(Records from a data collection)
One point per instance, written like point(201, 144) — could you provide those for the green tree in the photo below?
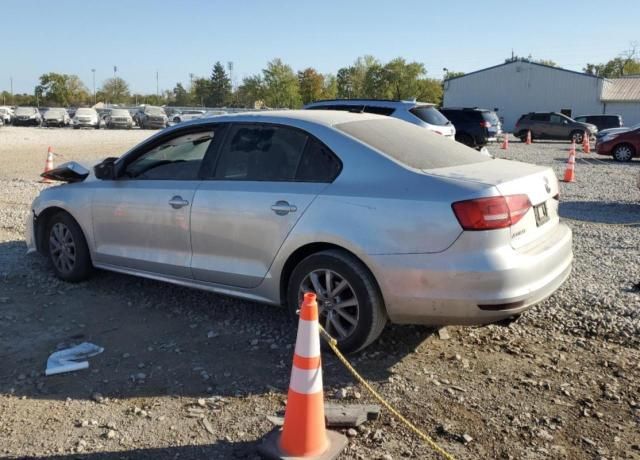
point(251, 91)
point(220, 86)
point(181, 96)
point(115, 90)
point(402, 78)
point(281, 88)
point(351, 80)
point(330, 88)
point(311, 85)
point(201, 90)
point(61, 89)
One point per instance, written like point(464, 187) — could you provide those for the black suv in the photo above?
point(474, 127)
point(601, 121)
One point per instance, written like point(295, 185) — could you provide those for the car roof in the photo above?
point(322, 117)
point(371, 102)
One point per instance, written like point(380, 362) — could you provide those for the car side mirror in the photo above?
point(105, 170)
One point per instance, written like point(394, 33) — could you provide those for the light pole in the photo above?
point(115, 83)
point(93, 71)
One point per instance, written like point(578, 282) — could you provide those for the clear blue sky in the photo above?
point(179, 37)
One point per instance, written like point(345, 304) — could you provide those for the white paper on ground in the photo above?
point(69, 359)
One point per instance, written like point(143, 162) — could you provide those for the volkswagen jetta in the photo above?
point(382, 219)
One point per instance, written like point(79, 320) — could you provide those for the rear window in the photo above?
point(429, 114)
point(411, 145)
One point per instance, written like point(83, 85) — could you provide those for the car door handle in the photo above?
point(282, 208)
point(177, 202)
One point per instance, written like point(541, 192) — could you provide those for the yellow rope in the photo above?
point(333, 344)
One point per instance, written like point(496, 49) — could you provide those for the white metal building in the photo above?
point(521, 86)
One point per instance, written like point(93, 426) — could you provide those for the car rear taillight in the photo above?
point(491, 213)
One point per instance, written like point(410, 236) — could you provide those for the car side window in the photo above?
point(379, 110)
point(318, 163)
point(261, 153)
point(557, 119)
point(178, 158)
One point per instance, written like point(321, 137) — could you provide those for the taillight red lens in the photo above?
point(491, 213)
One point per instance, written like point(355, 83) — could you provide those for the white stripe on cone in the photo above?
point(306, 381)
point(308, 339)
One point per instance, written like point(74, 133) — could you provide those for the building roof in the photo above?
point(621, 89)
point(519, 61)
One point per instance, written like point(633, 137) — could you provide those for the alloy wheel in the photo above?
point(62, 248)
point(337, 302)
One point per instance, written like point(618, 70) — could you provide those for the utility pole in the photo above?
point(93, 71)
point(115, 83)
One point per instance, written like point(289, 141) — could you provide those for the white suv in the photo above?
point(419, 113)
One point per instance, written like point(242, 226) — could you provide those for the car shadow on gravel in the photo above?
point(159, 339)
point(601, 212)
point(219, 449)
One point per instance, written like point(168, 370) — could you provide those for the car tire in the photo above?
point(363, 301)
point(623, 152)
point(67, 248)
point(576, 136)
point(466, 139)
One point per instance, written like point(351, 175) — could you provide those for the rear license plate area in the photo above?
point(541, 213)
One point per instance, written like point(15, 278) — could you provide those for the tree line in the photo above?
point(279, 86)
point(276, 86)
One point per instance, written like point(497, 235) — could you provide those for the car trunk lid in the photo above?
point(514, 178)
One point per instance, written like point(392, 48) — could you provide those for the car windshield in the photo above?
point(154, 110)
point(411, 145)
point(429, 114)
point(25, 111)
point(119, 113)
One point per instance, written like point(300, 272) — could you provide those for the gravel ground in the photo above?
point(560, 382)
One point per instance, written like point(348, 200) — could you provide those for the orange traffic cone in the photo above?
point(569, 172)
point(304, 433)
point(48, 166)
point(586, 145)
point(505, 142)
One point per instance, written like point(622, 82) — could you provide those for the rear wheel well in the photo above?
point(302, 253)
point(41, 227)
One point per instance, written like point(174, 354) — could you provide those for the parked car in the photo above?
point(56, 117)
point(6, 114)
point(119, 118)
point(378, 217)
point(27, 116)
point(86, 118)
point(622, 146)
point(151, 117)
point(187, 115)
point(552, 125)
point(601, 121)
point(623, 129)
point(418, 113)
point(474, 127)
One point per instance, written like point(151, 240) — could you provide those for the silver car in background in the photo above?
point(382, 219)
point(119, 118)
point(56, 117)
point(86, 118)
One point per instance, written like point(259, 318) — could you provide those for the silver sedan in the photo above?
point(381, 219)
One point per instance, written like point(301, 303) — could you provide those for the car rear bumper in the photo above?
point(468, 285)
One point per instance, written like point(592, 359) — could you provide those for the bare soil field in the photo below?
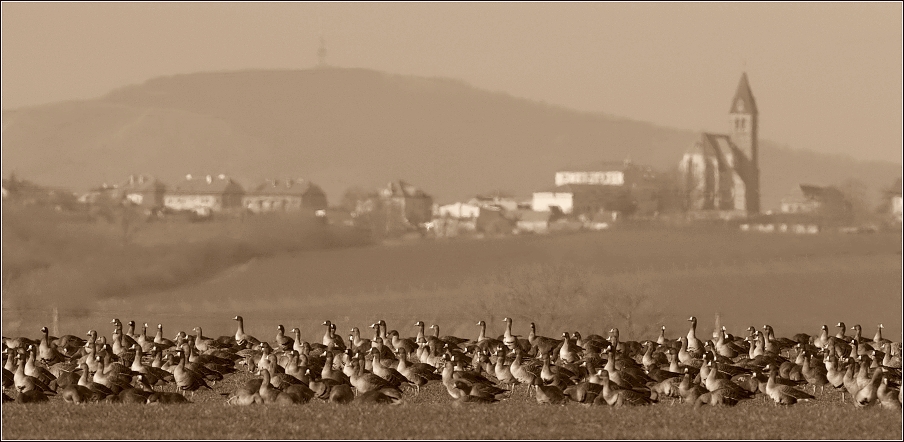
point(636, 280)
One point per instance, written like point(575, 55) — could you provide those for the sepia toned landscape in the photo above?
point(452, 221)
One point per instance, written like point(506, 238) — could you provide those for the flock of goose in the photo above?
point(591, 370)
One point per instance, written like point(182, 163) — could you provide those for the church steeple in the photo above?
point(744, 128)
point(743, 102)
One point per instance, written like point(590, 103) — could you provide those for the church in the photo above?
point(720, 173)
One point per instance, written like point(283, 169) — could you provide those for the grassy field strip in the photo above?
point(431, 416)
point(744, 295)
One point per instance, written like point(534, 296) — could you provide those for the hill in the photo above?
point(346, 127)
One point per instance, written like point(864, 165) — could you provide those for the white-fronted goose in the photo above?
point(242, 338)
point(783, 394)
point(187, 380)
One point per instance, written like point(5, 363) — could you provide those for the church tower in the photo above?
point(743, 130)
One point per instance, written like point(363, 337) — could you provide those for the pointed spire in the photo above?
point(743, 102)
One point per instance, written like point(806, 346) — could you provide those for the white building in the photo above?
point(542, 201)
point(458, 210)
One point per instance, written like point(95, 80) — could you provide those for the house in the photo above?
point(826, 203)
point(503, 202)
point(631, 188)
point(458, 210)
point(205, 194)
point(721, 173)
point(413, 204)
point(395, 208)
point(289, 195)
point(529, 221)
point(493, 221)
point(577, 200)
point(140, 190)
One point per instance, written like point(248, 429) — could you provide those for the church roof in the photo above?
point(743, 101)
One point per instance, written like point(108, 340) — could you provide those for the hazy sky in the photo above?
point(826, 76)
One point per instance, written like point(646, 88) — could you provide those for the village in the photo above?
point(718, 179)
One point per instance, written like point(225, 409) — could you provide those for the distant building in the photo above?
point(205, 194)
point(528, 221)
point(721, 171)
point(823, 202)
point(140, 190)
point(588, 200)
point(624, 187)
point(458, 210)
point(395, 208)
point(289, 195)
point(502, 202)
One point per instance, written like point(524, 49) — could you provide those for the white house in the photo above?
point(543, 200)
point(458, 210)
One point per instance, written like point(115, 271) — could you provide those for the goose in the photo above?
point(269, 394)
point(242, 338)
point(453, 341)
point(202, 343)
point(32, 396)
point(815, 376)
point(364, 382)
point(688, 390)
point(154, 375)
point(330, 338)
point(559, 376)
point(187, 380)
point(541, 344)
point(114, 381)
point(25, 383)
point(418, 374)
point(78, 394)
point(868, 394)
point(510, 340)
point(46, 351)
point(886, 396)
point(774, 344)
point(420, 337)
point(687, 355)
point(550, 394)
point(503, 371)
point(160, 397)
point(662, 340)
point(858, 335)
point(483, 342)
point(730, 389)
point(878, 340)
point(715, 398)
point(693, 344)
point(823, 339)
point(619, 398)
point(160, 341)
point(359, 343)
point(329, 373)
point(398, 342)
point(783, 394)
point(842, 329)
point(528, 375)
point(282, 341)
point(569, 352)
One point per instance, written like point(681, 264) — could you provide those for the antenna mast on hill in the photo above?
point(321, 52)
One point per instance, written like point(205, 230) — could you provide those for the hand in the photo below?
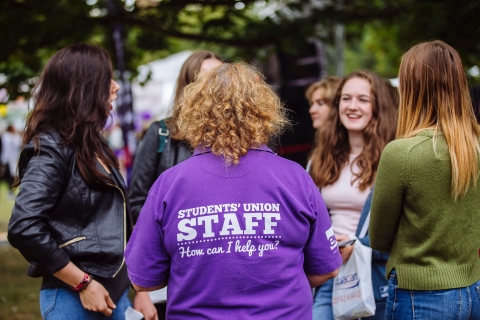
point(345, 252)
point(142, 303)
point(96, 298)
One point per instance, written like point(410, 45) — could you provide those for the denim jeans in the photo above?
point(458, 303)
point(322, 304)
point(61, 304)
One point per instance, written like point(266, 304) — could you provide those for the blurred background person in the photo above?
point(11, 145)
point(229, 115)
point(344, 163)
point(320, 96)
point(70, 219)
point(161, 147)
point(425, 208)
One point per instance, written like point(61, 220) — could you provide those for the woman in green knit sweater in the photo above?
point(426, 203)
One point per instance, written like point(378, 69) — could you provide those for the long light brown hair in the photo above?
point(434, 94)
point(230, 110)
point(71, 98)
point(332, 147)
point(188, 73)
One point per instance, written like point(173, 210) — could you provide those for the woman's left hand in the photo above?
point(142, 303)
point(345, 252)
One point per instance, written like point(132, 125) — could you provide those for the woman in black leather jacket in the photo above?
point(71, 219)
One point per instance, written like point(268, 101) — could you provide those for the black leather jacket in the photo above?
point(149, 164)
point(58, 218)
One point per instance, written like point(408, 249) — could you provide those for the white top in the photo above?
point(345, 201)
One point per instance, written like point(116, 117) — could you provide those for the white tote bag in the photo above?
point(352, 295)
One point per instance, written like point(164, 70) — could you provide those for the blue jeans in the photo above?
point(61, 304)
point(458, 303)
point(322, 304)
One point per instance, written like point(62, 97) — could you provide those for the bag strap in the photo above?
point(364, 230)
point(163, 134)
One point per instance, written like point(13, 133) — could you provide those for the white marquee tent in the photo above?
point(156, 96)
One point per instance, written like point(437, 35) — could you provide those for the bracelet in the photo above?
point(83, 284)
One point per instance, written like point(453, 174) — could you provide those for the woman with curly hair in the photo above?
point(425, 209)
point(236, 231)
point(162, 146)
point(344, 163)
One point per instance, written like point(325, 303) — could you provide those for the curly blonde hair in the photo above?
point(230, 110)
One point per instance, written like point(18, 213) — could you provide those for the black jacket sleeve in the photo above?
point(144, 167)
point(42, 177)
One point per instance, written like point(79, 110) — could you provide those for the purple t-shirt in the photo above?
point(234, 242)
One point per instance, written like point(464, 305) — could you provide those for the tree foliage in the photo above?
point(379, 29)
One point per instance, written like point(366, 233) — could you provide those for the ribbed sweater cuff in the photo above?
point(425, 278)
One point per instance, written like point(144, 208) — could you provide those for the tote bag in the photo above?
point(352, 295)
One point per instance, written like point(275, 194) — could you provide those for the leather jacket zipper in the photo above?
point(124, 228)
point(69, 242)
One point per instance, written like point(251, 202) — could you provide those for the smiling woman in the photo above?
point(345, 160)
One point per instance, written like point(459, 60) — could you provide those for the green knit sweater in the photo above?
point(433, 241)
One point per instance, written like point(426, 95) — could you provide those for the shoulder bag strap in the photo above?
point(163, 134)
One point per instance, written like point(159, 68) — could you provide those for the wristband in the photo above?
point(83, 284)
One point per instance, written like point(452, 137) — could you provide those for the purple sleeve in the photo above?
point(321, 252)
point(147, 260)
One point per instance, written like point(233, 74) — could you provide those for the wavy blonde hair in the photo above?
point(434, 95)
point(230, 110)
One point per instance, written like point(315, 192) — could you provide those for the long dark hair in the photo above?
point(71, 98)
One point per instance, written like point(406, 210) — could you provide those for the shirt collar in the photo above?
point(202, 150)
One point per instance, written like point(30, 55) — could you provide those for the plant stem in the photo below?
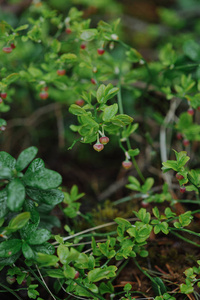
point(185, 239)
point(121, 110)
point(45, 283)
point(10, 291)
point(143, 271)
point(120, 269)
point(186, 230)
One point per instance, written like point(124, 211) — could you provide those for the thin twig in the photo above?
point(45, 283)
point(163, 133)
point(91, 229)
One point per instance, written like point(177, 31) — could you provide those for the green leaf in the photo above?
point(89, 35)
point(39, 237)
point(43, 179)
point(7, 161)
point(192, 50)
point(102, 273)
point(123, 119)
point(16, 195)
point(27, 251)
point(46, 260)
point(10, 247)
point(45, 248)
point(69, 272)
point(147, 185)
point(181, 158)
point(52, 196)
point(55, 273)
point(158, 286)
point(110, 112)
point(106, 288)
point(18, 222)
point(134, 184)
point(76, 110)
point(68, 57)
point(9, 260)
point(25, 158)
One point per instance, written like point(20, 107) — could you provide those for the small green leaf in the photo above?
point(46, 260)
point(89, 35)
point(18, 222)
point(43, 179)
point(10, 247)
point(16, 195)
point(102, 273)
point(55, 273)
point(76, 110)
point(68, 57)
point(25, 158)
point(52, 196)
point(39, 237)
point(7, 161)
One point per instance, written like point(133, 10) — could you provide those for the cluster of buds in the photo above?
point(99, 145)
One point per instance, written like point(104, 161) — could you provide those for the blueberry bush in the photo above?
point(72, 84)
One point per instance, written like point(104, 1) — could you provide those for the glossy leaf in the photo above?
point(10, 247)
point(25, 158)
point(16, 195)
point(39, 237)
point(52, 196)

PROBLEM REQUIREMENTS: Your output should consist only of the lines from the one containing "One point per instance, written like point(133, 10)" to the end of the records above, each retyped exactly.

RESPONSE TO THE TASK:
One point per instance, written like point(133, 10) — could you provide those for the cluster of buds in the photo above?
point(99, 145)
One point per instance, written like point(104, 161) — could you provide those for the blueberry bush in the photo above?
point(72, 84)
One point per instance, written like point(104, 1) — could you provide those for the glossy leaf in the photo above?
point(10, 247)
point(25, 158)
point(16, 195)
point(39, 237)
point(52, 196)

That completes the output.